Transcribe the data below verbatim from the line with "pin: the vintage" to the line with "pin: the sky". Include both of those lines.

* RECORDS PROVIDED:

--------------------------------

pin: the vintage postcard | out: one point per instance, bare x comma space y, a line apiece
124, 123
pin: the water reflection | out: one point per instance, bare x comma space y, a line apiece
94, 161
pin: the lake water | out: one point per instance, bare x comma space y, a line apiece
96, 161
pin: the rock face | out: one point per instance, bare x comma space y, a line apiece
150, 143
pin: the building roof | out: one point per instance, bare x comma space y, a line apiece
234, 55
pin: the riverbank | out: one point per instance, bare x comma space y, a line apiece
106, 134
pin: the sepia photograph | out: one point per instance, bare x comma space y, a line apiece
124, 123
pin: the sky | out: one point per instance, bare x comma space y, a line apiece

--------------------------------

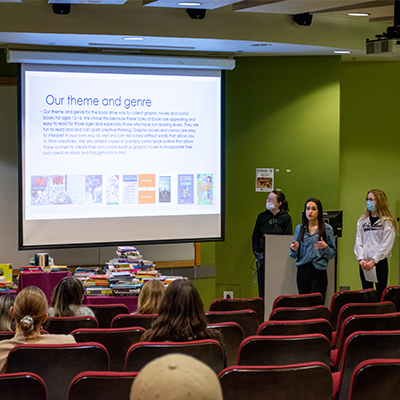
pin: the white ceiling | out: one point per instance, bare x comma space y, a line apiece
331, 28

--------------------------------

* WRITTEN REPLY:
pin: the vintage postcard | out: one point per instance, bare x comma space y, a line apiece
124, 123
pin: the water reflection | out: one point per instance, bare x comma space y, a line apiece
94, 161
pin: the lake water | out: one point per instance, bare x comma space y, a line apiece
96, 161
pin: the rock face | out: one point per instance, bare x comma space y, a line apiece
150, 143
pin: the building roof | out: one point per instance, bare x comma space y, a line apiece
234, 55
pin: the riverbank | out: one point per instance, bare x comma space y, a line apiece
106, 134
pin: the sepia photograph | out: one point per instance, bare x comma space y, a line apiece
124, 123
pin: the sky | out: one point per instance, bare x comma space y, a line apiece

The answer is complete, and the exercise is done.